### PROBLEM STATEMENT
In the article about Bolsonaro and the coronavirus, how old was the first person in Brazil whose death from the disease was registered?

### DOCUMENT EXCERPT
Bolsonaro, the Deaf President

By Dario Pignotti on March 18, 2020

By the attitude and statements made in recent days, Jair Bolsonaro shows that he has not taken note of the serious way the coronavirus is advancing in Brazil, where this Tuesday the first fatal victim was registered; a 62-year-old man in São Paulo as a result of complications from the disease. According to the Ministry of Health in the last four days, those infected with the virus rose from 121 to 290. The government has been notoriously behind in collaborating the statistics coming in from various states. As it stands now people with symptoms that don’t yet have a firm diagnosis jumped from 1,913 to 8,819 between Saturday and Tuesday.

A domestic worker, whose employer recently returned from Europe, died in the interior of Rio de Janeiro with symptoms of the virus but the reason for her death has not yet been confirmed.

The entire political spectrum, from the opposition Workers’ Party to right-wing leaders of the Brazilian Social Democracy Party, are expressing their alarm while the President today reiterated his disinterest in the data on the disease and attributed the jump to ill-intentioned groups who plan to sow collective “hysteria” to affect his country’s economy. Bolosonaro’s thinking is in line with his political and spiritual partner, Bishop Edir Macedo, owner of the TV Record and the Universal Church of the Kingdom of God, who characterizes the coronavirus as harmless and the alarm is the fruit of Satan.

Without taking note of the first death from the virus, which was followed by four other patients who were admitted to the same hospital in Sao Paulo, the Head of State announced that he will organize a “little party” to commemorate his 65th birthday on March 21.

He announced this in defiance of his doctors who recommended that he remain isolated until it is known whether or not he had contracted Covid-19. The first test was negative but not conclusive. The test was carried out on Thursday shortly after returning from the United States where he was received by Donald Trump. Fourteen members of the presidential entourage are infected, including his ambassador in Washington, Nestor Froster, and the Secretary of Communications of the Planalto Palace, Fabio Wajngarten.

Trump told employees he was “concerned” about the physical contact he had with Wajngarten, with whom he took a photo with at his Palm Beach Florida resort, , and from whom he received a cap with the slogan “Make Brazil Great Again,” a phrase from the 2016 Republican election campaign that Bolsonaro supporters recycled for their own advertising using Brazil with a “z”, U.S. style.

Wajngarten was close to Trump for about 10 minutes and stayed closer to the Brazilian leader for much longer during the four-day American visit.  Another who hugged Bolsonaro was Miami Mayor Francis Suarez, who tested positive on Friday. There’s even more; the twenty-one Miami-Dade Police motorcycle unit who escorted him for part of those four days are now in quarantine.

While Bolsonaro emulates Donald Trump most of the time he has not been following him closely when it comes to the pandemic. While Trump has put in place some closures of air travel and other emergency measures Bolsonaro remains firmly in denial.

### DATA
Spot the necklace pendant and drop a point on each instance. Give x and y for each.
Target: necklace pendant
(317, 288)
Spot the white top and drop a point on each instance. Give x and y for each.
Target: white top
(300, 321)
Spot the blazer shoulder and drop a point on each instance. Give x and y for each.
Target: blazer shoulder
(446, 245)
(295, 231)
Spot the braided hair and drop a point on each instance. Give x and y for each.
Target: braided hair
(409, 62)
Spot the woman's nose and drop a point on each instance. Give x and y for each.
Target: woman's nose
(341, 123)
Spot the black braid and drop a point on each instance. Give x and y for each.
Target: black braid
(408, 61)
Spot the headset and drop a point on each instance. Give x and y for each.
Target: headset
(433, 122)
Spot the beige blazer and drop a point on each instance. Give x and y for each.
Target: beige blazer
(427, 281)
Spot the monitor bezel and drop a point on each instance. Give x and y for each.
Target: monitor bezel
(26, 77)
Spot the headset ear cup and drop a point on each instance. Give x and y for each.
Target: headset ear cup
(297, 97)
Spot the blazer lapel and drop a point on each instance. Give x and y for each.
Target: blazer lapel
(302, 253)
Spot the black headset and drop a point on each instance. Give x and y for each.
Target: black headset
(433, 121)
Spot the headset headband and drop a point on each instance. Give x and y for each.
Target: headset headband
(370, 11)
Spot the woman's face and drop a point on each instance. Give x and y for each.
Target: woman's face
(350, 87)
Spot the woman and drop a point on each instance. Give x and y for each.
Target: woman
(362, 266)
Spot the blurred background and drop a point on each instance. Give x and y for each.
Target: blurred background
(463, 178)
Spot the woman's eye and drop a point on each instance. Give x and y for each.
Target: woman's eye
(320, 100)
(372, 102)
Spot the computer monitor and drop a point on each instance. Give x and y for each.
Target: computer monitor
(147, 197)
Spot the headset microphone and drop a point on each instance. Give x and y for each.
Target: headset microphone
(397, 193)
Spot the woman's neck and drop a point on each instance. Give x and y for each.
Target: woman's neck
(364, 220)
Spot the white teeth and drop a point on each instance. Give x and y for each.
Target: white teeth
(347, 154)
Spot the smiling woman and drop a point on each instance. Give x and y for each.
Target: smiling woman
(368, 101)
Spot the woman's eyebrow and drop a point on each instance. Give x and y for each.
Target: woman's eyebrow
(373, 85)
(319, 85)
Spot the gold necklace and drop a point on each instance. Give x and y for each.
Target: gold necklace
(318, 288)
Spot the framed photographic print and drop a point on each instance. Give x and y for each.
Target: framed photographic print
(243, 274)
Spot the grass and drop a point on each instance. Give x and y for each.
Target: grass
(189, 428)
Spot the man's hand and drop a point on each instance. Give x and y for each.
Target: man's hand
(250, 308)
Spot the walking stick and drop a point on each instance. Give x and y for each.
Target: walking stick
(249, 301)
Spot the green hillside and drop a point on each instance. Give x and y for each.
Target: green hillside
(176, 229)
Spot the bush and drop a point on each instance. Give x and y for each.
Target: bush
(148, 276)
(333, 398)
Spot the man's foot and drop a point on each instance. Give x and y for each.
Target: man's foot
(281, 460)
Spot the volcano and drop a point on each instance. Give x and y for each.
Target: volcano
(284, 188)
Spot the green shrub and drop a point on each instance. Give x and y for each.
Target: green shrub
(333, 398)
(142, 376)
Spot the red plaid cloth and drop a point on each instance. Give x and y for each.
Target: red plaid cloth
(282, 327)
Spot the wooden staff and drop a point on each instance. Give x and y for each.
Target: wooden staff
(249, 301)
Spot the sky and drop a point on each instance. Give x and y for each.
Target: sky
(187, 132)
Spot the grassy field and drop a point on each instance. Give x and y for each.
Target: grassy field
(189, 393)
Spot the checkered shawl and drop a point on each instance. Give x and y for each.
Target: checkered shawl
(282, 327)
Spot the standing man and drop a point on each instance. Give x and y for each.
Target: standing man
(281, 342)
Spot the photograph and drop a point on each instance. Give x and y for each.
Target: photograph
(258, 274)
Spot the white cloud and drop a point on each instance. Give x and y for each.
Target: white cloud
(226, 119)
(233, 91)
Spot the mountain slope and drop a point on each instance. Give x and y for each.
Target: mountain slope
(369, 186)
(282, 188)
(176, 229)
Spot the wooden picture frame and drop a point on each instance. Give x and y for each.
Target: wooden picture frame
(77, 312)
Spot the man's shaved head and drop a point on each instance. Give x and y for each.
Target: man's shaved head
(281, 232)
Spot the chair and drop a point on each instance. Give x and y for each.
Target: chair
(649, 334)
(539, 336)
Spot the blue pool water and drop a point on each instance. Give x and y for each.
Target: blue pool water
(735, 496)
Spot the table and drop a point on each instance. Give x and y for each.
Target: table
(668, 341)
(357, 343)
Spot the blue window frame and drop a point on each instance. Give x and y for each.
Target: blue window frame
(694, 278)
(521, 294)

### ANSWER TO THIS PROBLEM
62 years old